# mayocoba beans?



## TigerTail (Dec 22, 2002)

anybody experienced with them?

interesting link here, btw:http://classes.lls.edu/s2001/biolaw/beanpatent.html

and here:
http://www.law.duke.edu/journals/dlt...2dltr0008.html

should i x-post to 'digging'? i am primarily looking for recipes and ideas (tho' i'm saving some to plant- ooh, better watch out for the patent lawyers!







)

most recipes i'm seeing call for bacon etc, & i'm out. i know there're a lot of veggie moms with ideas, i'm sure.









searches are not getting me much farther than synonyms & 'good in salads & soups'. well, duh!

i need IDEAS, people. i am soaking right now!

suse


----------



## TigerTail (Dec 22, 2002)

ok, serial post, since no one else will :LOL (seriously, no one ever responds to my 'weird food' questions. am i really eating that much obscure food?)

▶ [THE TASK]: Carry the mayocoba beans thread forward from its last post. The rows have nothing to do with the mayocoba beans thread.

▶ [GIVEN DATA]:

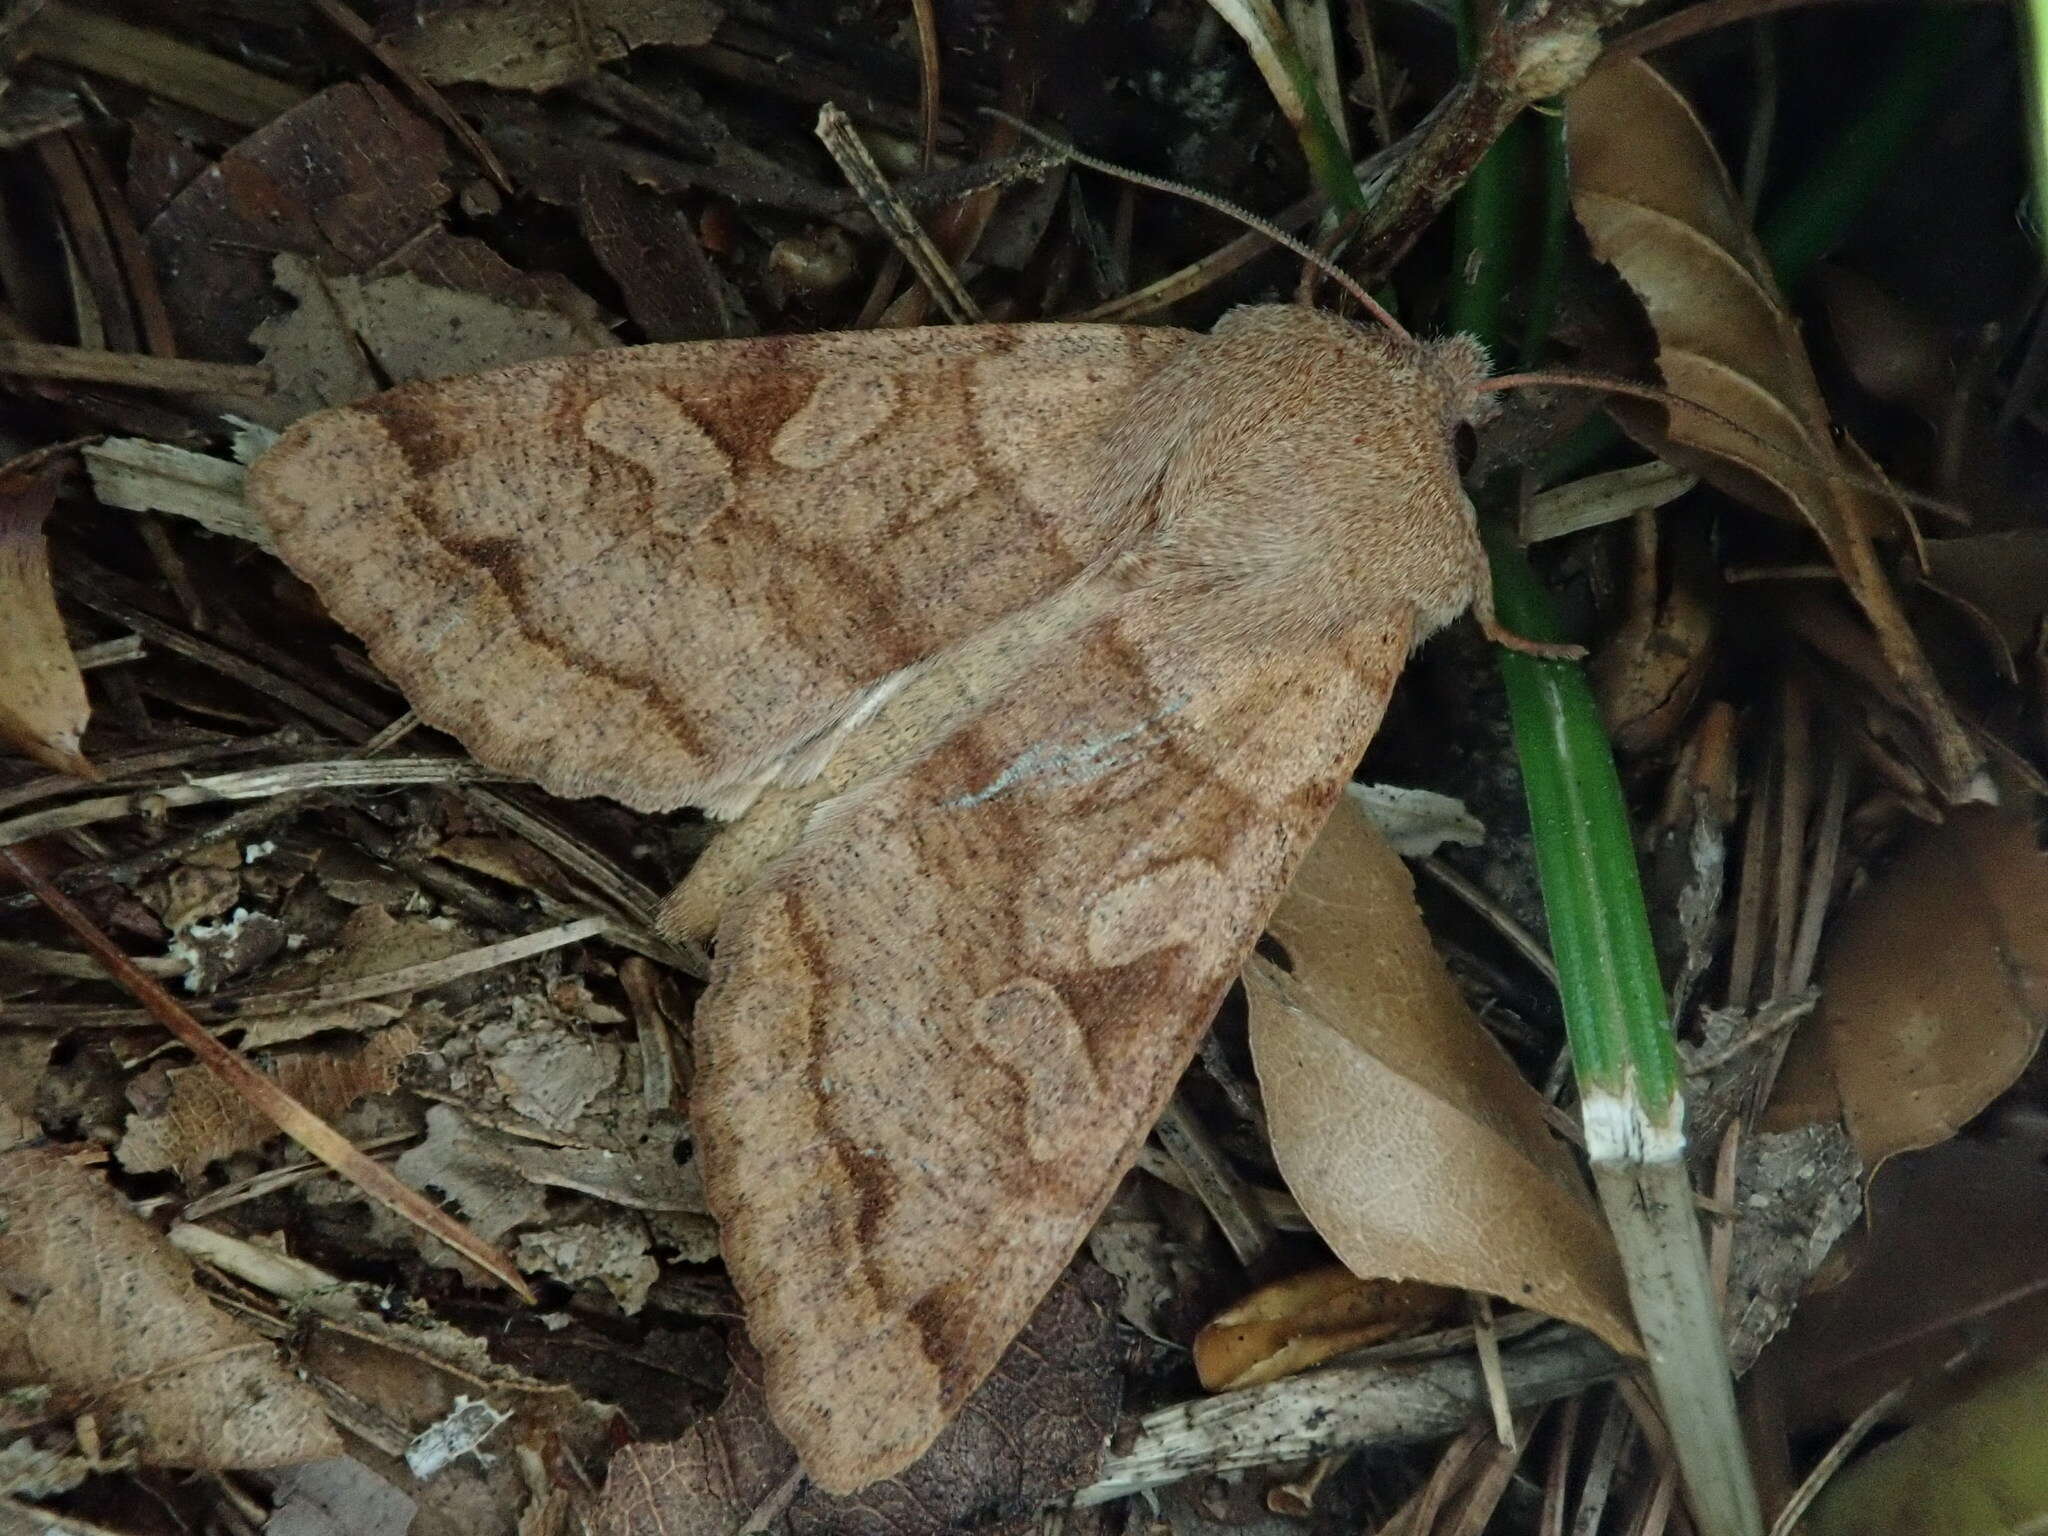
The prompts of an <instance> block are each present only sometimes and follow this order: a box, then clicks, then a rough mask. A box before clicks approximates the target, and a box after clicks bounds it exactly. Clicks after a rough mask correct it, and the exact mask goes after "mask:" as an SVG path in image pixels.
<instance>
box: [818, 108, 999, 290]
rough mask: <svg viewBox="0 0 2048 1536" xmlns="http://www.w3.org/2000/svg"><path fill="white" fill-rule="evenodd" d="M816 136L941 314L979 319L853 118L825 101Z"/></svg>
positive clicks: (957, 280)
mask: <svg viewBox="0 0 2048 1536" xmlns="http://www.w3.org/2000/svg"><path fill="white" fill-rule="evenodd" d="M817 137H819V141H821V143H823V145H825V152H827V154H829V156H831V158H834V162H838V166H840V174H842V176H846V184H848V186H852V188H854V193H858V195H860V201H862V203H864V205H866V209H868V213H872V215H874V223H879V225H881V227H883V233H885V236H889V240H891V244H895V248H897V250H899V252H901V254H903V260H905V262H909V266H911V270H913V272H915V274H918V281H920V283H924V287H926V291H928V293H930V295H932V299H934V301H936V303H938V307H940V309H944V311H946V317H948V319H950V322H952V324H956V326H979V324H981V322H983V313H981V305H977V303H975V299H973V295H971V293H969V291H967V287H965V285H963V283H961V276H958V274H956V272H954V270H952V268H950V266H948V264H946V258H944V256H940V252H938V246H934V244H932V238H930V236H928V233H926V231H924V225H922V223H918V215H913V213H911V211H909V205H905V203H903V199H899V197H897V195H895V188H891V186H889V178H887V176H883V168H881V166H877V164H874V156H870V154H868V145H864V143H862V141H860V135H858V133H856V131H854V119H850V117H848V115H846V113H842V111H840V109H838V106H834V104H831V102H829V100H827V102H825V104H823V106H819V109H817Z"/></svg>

▶ [REPLY]:
anyway, i cooked 'em with a cayenne pepper, vidalia onion, garlic, and sea salt. (ok, i found some country ham trimmings in the freezer. you caught me.) served with barley w/ shitakes in butter. and a salad of cucumbers, olive, haricot vert, onion, orange segments. and a couple of leftover andouille. not exactly vegetarian, but by god, it was closer than usual. the carnivores in the house ate it up.

mayocoba beans are very good, if you are looking to expand your bean repetoire. if you see them in the hispanic section pick 'em up. delish.

suse


----------



## Czen:) (Jul 31, 2002)

Sounds great! Kudo's to your creativity!

Czen


----------



## toraji (Apr 3, 2003)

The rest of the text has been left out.